- EXERCISE AIM -
Could you repeat, word for word, everything in the passage on managing fish stocks from "That this process" down to "we are wrong?"?

— start PAGE —

It is widely believed that if only politicians and the industry would permit it to happen, sustained management of fish stocks is feasible by recourse to one or more of the well-known family of stock assessment models. But all these models ignore, as they must, some of the ecological consequences of a fishery both on the fish population and on its habitat. Generally, we believe that for a fishery to be successful, the exploited population should become younger, smaller, and faster-growing than in its pristine state. It is therefore a desired and inevitable consequence of industrial fishing that the age-structure of the target species should be truncated, sometimes heavily so.

That this process inevitably changes the natural relationship between the fish and its habitat, including its predators and prey, is generally ignored even in age-structured models. But in fish, as in all other animals, life history traits like longevity, fecundity, and age at maturity have evolved so that each population performs optimally in relation to the exigencies and possibilities of its specific habitat. Any departure from the natural values must, therefore, render the species less fit in some often unknown manner. Put another way, a successful fishery creates 'new' species, characterised by values for life history traits that may be appropriate to an entirely different habitat. We usually assume that specific fitness is not thereby degraded, but what if we are wrong?

In fact, study of many case histories from both cold and warm seas suggests that this assumption is indeed false except where the entire habitat, as in aquaculture, is under our control. Longevity, for example, has ecological significance far beyond its simple physiological relationships with temperature or growth rate. Species having high recruitment variability, where this is importantly a function of environmental variability, tend to live exceptionally long lives apparently relatively independent of water temperature. The same is apparently true of those demersal fish that occupy territory as adults. Other relationships are less clear, but can be adduced.

— end PAGE —
— start PROVIDED INFORMATION —

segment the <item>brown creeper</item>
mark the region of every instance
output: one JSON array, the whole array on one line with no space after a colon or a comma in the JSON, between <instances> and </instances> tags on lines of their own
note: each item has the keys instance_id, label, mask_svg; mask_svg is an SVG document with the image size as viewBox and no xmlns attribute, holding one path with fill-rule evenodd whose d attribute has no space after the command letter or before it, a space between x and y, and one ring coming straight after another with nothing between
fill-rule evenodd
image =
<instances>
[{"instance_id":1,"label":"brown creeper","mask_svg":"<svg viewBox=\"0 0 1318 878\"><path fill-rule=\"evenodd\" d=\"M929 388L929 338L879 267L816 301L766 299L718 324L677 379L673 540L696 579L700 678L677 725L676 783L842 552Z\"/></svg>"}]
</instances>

— end PROVIDED INFORMATION —

- WRITTEN REPLY -
That this process inevitably changes the natural relationship between the fish and its habitat, including its predators and prey, is generally ignored even in age-structured models. But in fish, as in all other animals, life history traits like longevity, fecundity, and age at maturity have evolved so that each population performs optimally in relation to the exigencies and possibilities of its specific habitat. Any departure from the natural values must, therefore, render the species less fit in some often unknown manner. Put another way, a successful fishery creates 'new' species, characterised by values for life history traits that may be appropriate to an entirely different habitat. We usually assume that specific fitness is not thereby degraded, but what if we are wrong?